> [Kaynaktan Alıntı]:
● ● ● ● ● ● ●

Öcalan PKKyı dağdan indirebilir mi?

Oral Çalışlar

Nevruz kutlamalarındaki büyük coşku, Kürt kimliği talebinin daha kuvvetli bir vurgu kazandığını gözler önüne serdi. İstanbul, Diyarbakır ve Yüksekova’dan görünen manzara, Kürtlerin çözüm ve barış konusunda geçmişe göre daha istekli, daha kararlı ve daha ‘kendine güvenli’ bir yerde durdukları mesajını veriyor.
Ahmet Türk, bugüne kadar Diyarbakır’da yapılan Nevruz kutlamalarının en büyüğü olarak kabul edilen törende yaptığı konuşmada, kitleleri işaret ederek ve “Muhatap arıyorlardı, işte muhatap. Uzağa gitmeye gerek yok” diyerek, hükümete bir çağrıda bulundu.
Kürt sorununun çözümünde ‘muhatap’ konusu hâlâ iki taraf açısından da bir netlik kazanmış değil. Hükümet, Meclis’te grubu olan ve Kürt kimliği talebinin seçilmiş temsilcisi olan Barış ve Demokrasi Partisi’nin muhataplığı konusunda hâlâ kesin bir karar verebilmiş değil. Hükümet üyeleri net bir tutum sergilemiyorlar. BDP’liler içinde de netlik yok. Bazen ‘muhatap İmralı’ diyorlar, bazen de hükümete dönerek ‘Bizimle neden konuşmuyorsunuz’ şeklinde sitemlerde bulunuyorlar.
***
Diyarbakırlı işadamı, eski Ticaret ve Sanayi Odası Başkanı Mehmet Kaya, Taraf gazetesinde Neşe Düzel’le olan söyleşisinde ‘Apo da gelse Kürt sorununu çözemez’ başlığı altında dikkat çekici değerlendirmelerde bulunmuş. Kaya, Diyarbakır’ın ve bölgenin nabzını en iyi tutan isimlerden birisi. Bu nedenle, saptamalarının dikkate alınmasında yarar var.
Bölgenin yoksulluğunu, işsizliğini ve ekonomik çaresizliğini gündeme getiren Kaya, 1 milyon 600 bin nüfuslu Diyarbakır’ın yüzde 25-30’unun açlık sınırının altında yaşadığına ve bu insanların günlük ortalama gelirinin bir doların altında bulunduğuna vurgu yapıyor: “Devlet ilköğretimde okuyan kız çocuğuna 35, erkek çocuğa 20 lira veriyor. Çok sayıda aile böyle geçiniyor.”

● ● ● ● ● ● ●

> [Segmentasyon etiketleme öğeleri]:
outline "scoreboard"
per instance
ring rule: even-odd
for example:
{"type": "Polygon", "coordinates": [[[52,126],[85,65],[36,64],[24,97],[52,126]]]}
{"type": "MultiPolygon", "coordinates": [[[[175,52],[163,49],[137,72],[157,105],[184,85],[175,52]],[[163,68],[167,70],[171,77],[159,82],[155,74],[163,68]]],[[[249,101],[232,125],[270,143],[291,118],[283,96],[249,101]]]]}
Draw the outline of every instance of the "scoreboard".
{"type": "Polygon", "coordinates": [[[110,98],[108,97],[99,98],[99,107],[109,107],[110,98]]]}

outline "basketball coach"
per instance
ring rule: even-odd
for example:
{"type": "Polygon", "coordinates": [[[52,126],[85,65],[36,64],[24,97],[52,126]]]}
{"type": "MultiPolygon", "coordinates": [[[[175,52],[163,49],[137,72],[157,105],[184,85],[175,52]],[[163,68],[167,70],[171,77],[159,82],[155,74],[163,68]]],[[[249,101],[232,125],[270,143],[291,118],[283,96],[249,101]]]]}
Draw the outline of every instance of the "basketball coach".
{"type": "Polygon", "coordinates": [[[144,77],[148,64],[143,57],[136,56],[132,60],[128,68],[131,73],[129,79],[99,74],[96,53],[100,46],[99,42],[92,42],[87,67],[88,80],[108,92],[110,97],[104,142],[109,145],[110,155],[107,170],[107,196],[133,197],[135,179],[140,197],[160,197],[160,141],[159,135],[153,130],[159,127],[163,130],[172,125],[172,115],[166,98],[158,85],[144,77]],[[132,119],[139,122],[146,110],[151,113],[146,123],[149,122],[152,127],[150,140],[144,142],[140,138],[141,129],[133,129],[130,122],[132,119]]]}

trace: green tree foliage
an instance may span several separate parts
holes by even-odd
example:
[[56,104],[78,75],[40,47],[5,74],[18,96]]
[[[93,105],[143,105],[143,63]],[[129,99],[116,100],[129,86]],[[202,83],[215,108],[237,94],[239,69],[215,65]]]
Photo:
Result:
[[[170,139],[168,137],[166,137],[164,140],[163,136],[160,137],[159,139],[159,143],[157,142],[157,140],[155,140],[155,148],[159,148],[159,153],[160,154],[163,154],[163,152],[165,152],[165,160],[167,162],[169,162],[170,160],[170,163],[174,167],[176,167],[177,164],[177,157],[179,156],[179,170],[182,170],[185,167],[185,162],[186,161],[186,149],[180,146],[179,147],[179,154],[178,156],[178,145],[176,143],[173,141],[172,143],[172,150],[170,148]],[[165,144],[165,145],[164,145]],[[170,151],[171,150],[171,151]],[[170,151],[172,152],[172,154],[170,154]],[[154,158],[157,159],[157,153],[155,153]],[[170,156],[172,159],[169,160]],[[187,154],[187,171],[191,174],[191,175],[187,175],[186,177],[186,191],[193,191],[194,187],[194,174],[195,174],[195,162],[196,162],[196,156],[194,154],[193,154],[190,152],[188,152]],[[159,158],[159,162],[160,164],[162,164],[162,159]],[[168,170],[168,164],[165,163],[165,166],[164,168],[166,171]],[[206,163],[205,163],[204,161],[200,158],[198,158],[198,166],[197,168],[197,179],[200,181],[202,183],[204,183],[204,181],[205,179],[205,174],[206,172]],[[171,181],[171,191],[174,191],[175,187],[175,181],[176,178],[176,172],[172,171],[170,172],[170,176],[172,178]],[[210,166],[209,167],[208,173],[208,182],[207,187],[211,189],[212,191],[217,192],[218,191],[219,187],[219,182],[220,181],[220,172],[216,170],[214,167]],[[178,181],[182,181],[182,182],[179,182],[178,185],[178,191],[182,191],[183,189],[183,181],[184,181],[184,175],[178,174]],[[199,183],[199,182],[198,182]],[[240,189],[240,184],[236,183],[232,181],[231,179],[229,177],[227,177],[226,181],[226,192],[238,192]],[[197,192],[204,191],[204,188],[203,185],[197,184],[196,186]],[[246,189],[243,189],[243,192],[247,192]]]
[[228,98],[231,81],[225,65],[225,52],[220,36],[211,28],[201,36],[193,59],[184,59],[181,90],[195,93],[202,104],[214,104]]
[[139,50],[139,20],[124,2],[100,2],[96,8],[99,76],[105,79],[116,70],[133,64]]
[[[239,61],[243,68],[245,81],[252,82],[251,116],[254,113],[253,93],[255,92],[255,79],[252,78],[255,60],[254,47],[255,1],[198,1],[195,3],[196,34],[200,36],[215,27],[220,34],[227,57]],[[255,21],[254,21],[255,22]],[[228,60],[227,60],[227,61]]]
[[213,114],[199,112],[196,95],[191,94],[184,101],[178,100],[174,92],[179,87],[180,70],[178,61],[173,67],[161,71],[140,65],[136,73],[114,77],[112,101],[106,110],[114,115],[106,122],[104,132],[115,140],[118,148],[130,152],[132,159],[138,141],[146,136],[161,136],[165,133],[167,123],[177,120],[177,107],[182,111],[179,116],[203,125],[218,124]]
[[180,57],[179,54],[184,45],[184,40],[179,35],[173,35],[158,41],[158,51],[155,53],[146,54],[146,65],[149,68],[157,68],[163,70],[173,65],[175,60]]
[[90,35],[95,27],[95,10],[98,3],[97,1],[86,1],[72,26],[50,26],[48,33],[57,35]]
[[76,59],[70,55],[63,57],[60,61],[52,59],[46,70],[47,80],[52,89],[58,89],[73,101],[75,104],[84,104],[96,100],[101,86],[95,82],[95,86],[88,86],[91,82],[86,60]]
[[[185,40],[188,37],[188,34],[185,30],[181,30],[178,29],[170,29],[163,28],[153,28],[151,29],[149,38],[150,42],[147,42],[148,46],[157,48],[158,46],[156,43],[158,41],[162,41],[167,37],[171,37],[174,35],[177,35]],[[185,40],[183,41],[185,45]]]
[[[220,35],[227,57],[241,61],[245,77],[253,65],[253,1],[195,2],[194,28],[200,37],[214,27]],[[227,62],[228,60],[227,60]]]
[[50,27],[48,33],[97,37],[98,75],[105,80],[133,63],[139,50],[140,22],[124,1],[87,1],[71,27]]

● ● ● ● ● ● ●

> [Yapılacaklar]:
**A.** Kürt sorunu yazısında Mehmet Kaya'ya göre devlet ilköğretimde okuyan kız çocuğuna kaç lira veriyor?
**B.** Kürt sorunu yazısında "Kürt sorununun çözümünde" sözleriyle başlayıp "şeklinde sitemlerde bulunuyorlar." sözleriyle biten kısmı aynen tekrarla.
**C.** Kürt sorunu yazısını kaldığı yerden sürdür.

> [Sırayla Yanıtlar]:
**A.** 35 lira.

**B.**
Kürt sorununun çözümünde ‘muhatap’ konusu hâlâ iki taraf açısından da bir netlik kazanmış değil. Hükümet, Meclis’te grubu olan ve Kürt kimliği talebinin seçilmiş temsilcisi olan Barış ve Demokrasi Partisi’nin muhataplığı konusunda hâlâ kesin bir karar verebilmiş değil. Hükümet üyeleri net bir tutum sergilemiyorlar. BDP’liler içinde de netlik yok. Bazen ‘muhatap İmralı’ diyorlar, bazen de hükümete dönerek ‘Bizimle neden konuşmuyorsunuz’ şeklinde sitemlerde bulunuyorlar.

**C.**
Mehmet Kaya, bugün Abdullah Öcalan’ın serbest bırakılmasını isteyenlerin, yarın onun bırakılmasının da bölgedeki açlık ve yoksulluk sorununu çözmeye yetmediğini göreceklerini, sonuç olarak da öfkelerinin yatışmayacağını ve Kürt sorununun çözülmeyeceğini savunuyor.
Mehmet Kaya, Neşe Düzel’in ‘Peki Apo barışı nasıl etkiler’ sorusuna şu cevabı veriyor: “Örgütün dağdan inmesini sağlar ama bu, Kürt sorununu çözemez, bölgedeki yoksulluğu bitirmez. Bölgede demokrasiyi ve ekonomiyi atbaşı ilerletmemiz lazım. Çünkü hangi demokratik adımı atarsanız atın, ekonomik refah getirmeyen hiçbir adım bu toplumda huzur yaratamaz.”
***
Şu noktanın vurgulanmasında yarar görmekteyim: Bugün Türkiye’nin ulaşmaya çalıştığı (ve ulaşmasının kısa vadede olanak dahilinde olduğu) sonuç, Kürt sorununun kökten çözümü değil. Yapılması gereken, Kürt sorununun silahsız bir düzleme taşınması, yani PKK’nın dağdan indirilmesi. Bugünün temel meselesi bu.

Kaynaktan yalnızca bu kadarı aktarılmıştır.